* [Aangeleverde tekst]:

+---+

In de Raadsaanbeveling is vastgelegd dat de doelen van de aanbeveling worden gemonitord via multilateral surveillance als onderdeel van het Europees Semester. De monitoring vond plaats in oktober jl., waarin lidstaten die invulling geven aan de Raadsaanbeveling onder review stonden. De inhoud van de kernboodschappen zijn op het moment van opstellen van deze Geannoteerde Agenda nog niet bekend. Naar verwachting zullen de kernboodschappen gedeelde uitdagingen identificeren die toezien op het opzetten en implementeren van een individuele leerrekening.
Uiterlijk in juni 2027 dient de Europese Commissie de Raadsaanbeveling te evalueren en daarover te rapporteren aan de Raad.
Inzet Nederland
Ik ben voornemens de kernboodschappen namens Nederland te bekrachtigen. Ik onderschrijf het belang van LLO om de beroepsbevolking duurzaam inzetbaar te houden op een dynamische arbeidsmarkt en haar voor te bereiden op de transities (van bijvoorbeeld energie, klimaat en digitalisering) die nieuwe eisen stellen aan kennis en vaardigheden. Na het besluit om te stoppen met de STAP-regeling in 2023, zet het kabinet via andere instrumenten in op het versterken van de leer- en ontwikkelcultuur die bijdraagt aan een veerkrachtige beroepsbevolking. De SLIM-regeling draagt via subsidies voor het mkb bij aan initiatieven gericht op het stimuleren van leren en ontwikkelen in het mkb. Daarnaast stimuleert het kabinet via de Expeditie-regeling investeringen van organisaties in duurzame inzetbaarheid en leven lang ontwikkelen van medewerkers.
Agendapunt: Beleidsdebat oplossingen voor demografische uitdagingen: ouders ondersteunen en het onbenutte potentieel van jongere en oudere generaties ontsluiten
Doel Raadsbehandeling
Het Voorzitterschap beoogt een beleidsdebat te houden over demografische uitdagingen. De focus ligt op hoe ouders ondersteund kunnen worden en het onbenut potentieel van jongere en oudere generaties ontsloten kan worden.
Achtergrond
Een discussiedocument ten behoeve van het beleidsdebat is ten tijde van het opstellen van deze Geannoteerde Agenda nog niet beschikbaar.
Inzet Nederland
De omvang en samenstelling van de Nederlandse bevolking veranderen de komende dertig jaar door migratie, (dubbele) vergrijzing en toenemende diversiteit. De Staatscommissie Demografische Ontwikkelingen 2050 concludeert dat er keuzes gemaakt moeten worden. Zonder deze keuzes, komen zowel onze economische als onze brede welvaart in het gedrang en zullen essentiële publieke voorzieningen verder onder druk komen te staan.

+---+

* [Datasetitems]:
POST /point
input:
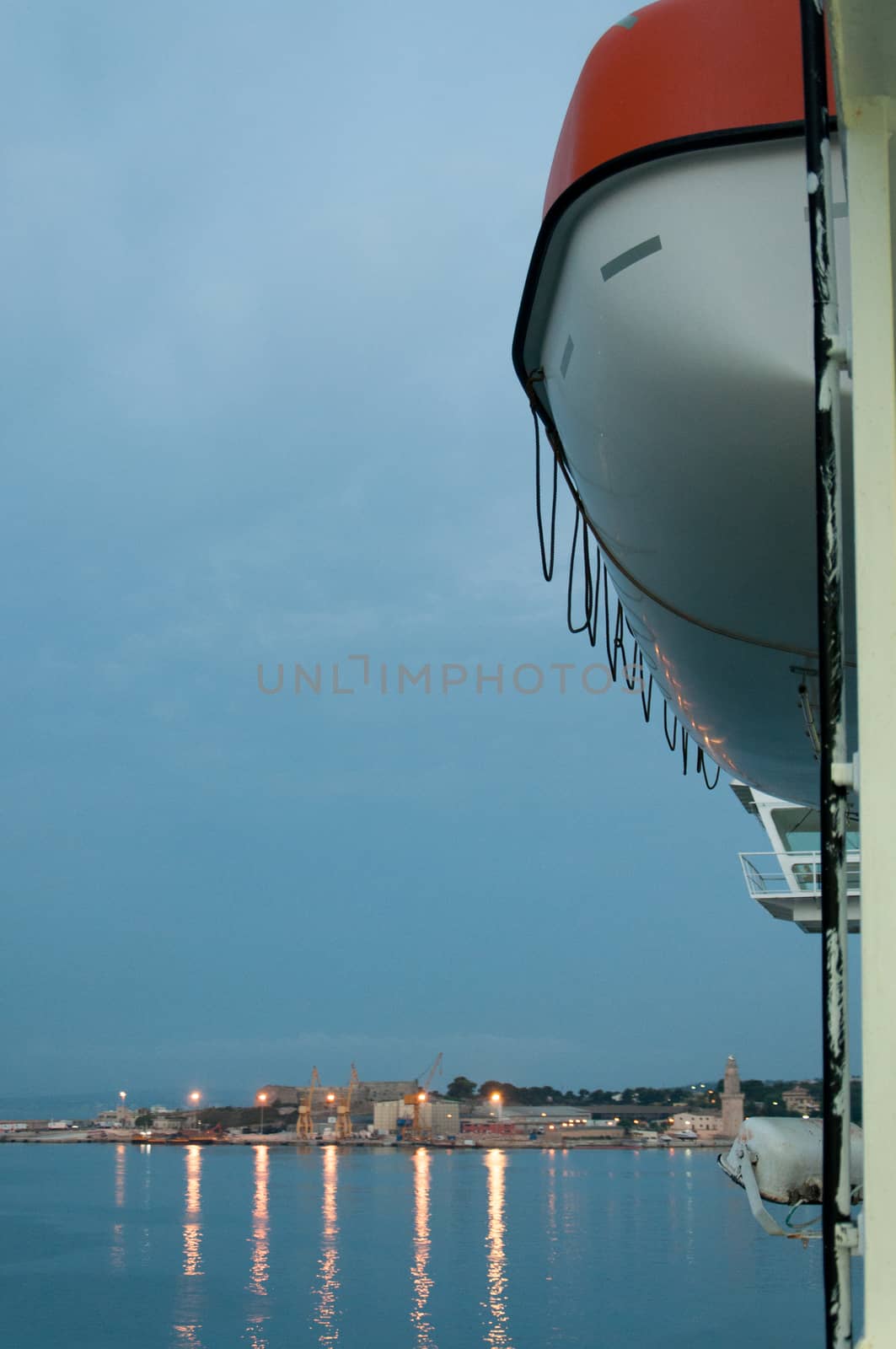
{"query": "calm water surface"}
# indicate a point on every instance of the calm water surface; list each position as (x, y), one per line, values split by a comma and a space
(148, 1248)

+---+

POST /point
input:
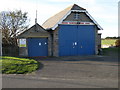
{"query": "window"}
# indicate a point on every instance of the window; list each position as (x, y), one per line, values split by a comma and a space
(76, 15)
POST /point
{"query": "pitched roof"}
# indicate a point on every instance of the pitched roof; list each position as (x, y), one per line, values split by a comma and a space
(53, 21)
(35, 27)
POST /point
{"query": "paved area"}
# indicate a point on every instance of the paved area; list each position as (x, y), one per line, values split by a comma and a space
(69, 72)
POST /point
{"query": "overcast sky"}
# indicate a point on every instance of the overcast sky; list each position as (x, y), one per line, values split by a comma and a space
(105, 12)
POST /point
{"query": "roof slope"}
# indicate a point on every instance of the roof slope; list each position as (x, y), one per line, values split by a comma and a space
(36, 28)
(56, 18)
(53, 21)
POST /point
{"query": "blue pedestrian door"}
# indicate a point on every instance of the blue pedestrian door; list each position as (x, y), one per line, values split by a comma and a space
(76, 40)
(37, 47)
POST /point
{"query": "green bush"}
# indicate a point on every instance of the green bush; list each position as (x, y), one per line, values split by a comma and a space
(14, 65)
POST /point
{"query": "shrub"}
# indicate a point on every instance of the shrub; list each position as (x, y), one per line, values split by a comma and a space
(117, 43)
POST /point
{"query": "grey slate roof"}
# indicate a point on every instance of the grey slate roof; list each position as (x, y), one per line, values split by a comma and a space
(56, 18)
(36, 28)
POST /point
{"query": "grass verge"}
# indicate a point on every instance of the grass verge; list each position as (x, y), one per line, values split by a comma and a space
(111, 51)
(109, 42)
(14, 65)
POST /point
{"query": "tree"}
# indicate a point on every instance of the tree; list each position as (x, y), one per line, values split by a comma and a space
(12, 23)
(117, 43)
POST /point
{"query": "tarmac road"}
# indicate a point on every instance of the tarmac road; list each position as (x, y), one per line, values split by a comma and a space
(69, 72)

+---+

* [Reeks opdrachten]:
a - Wanneer moet de Europese Commissie volgens de aangeleverde tekst uiterlijk de Raadsaanbeveling evalueren?
b - Verzamel uit de items elke regel waarin de tekenreeks "green" voorkomt. Hoofdletters en kleine letters tellen mee.

* [Antwoorden]:
a - Uiterlijk in juni 2027.

b -
{"query": "green bush"}
# indicate a point on every instance of the green bush; list each position as (x, y), one per line, values split by a comma and a space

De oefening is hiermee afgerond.